EXCERPT:
========================
This is still visual. The Kolmogorov-Smirnov test summarizes calculate a distance between the empirical distribution and the ideal one. It is defined as follows:

\[ D_N = \sup_x |F(x) - \hat{F}_N(x)|, \]

where (if you don’t know what it is) you can think of the supremum (\(\sup\)) as just the maximum. In other words, \(D_N\) is the maximum absolute difference between \(F(x)\) and \(\hat{F}_N(x)\). Let’s see what we get for LCG and MT compared to the uniform:

import scipy.stats as st
D_lcg, p_val_lcg = st.kstest(lcg_X, "uniform")
D_mt, p_val_mt = st.kstest(mt_X, "uniform")
print(f"KS statistic for LCG vs uniform: {D_lcg:.2f}")
print(f"KS statistic for MT vs uniform: {D_mt:1.2f}")

KS statistic for LCG vs uniform: 0.13
KS statistic for MT vs uniform: 0.06

Questions#

  • Hmm, we need to increase the number of samples to observe this statistic better. Increase \(N\) from 100 to \(1,000\) and then to \(10,000\). What do the distributions look like now?

  • A second thing we want to test is whether or not consecutive numbers are all independent (independently identically distributed). Unfortunately, we need more theory than we know to do this.

  • For future reference, note that you should not use unif_mt to generate uniform random numbers. Numpy already implements this in numpy.random.rand. We provide an example right below.

# Generate some random numbers with numpy's unif_mt:
X = np.random.rand(10)
print(X)

[0.15584706 0.86260898 0.6830463  0.0857089  0.56610253 0.14982485
 0.47745445 0.84893827 0.14014442 0.32955081]
========================
THE DATA:
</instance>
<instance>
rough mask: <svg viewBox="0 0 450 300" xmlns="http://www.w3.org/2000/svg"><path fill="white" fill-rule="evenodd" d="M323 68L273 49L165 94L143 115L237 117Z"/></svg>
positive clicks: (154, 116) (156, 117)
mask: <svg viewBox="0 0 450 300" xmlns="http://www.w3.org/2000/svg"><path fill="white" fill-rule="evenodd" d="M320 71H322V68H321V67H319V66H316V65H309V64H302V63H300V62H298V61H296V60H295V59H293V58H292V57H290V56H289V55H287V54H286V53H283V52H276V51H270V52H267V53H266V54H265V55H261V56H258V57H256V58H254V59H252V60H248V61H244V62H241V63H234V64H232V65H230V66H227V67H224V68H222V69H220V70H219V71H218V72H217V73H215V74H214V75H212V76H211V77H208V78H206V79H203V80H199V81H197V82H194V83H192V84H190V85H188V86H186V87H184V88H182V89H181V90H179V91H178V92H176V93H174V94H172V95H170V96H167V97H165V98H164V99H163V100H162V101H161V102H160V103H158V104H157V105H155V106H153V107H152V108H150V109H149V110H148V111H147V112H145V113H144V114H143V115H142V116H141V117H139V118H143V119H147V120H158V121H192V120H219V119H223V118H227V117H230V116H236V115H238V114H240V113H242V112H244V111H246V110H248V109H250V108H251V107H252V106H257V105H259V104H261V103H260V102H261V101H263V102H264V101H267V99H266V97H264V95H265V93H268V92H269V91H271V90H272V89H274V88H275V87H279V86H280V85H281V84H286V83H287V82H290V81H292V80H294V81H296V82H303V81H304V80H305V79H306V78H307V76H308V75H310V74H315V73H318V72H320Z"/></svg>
========================
TASKS TO CARRY OUT:
A: In the Kolmogorov-Smirnov test excerpt, shorten the paragraph that begins "A second thing we want to test" while keeping its main facts.
B: Reproduce word for word the stretch of the Kolmogorov-Smirnov test excerpt from "KS statistic for LCG vs uniform: 0.13" through "look like now?".

TASK RESULTS:
A: A second test would check whether consecutive numbers are independent (independently identically distributed), but that requires more theory than we know.

B:
KS statistic for LCG vs uniform: 0.13
KS statistic for MT vs uniform: 0.06

Questions#

  • Hmm, we need to increase the number of samples to observe this statistic better. Increase \(N\) from 100 to \(1,000\) and then to \(10,000\). What do the distributions look like now?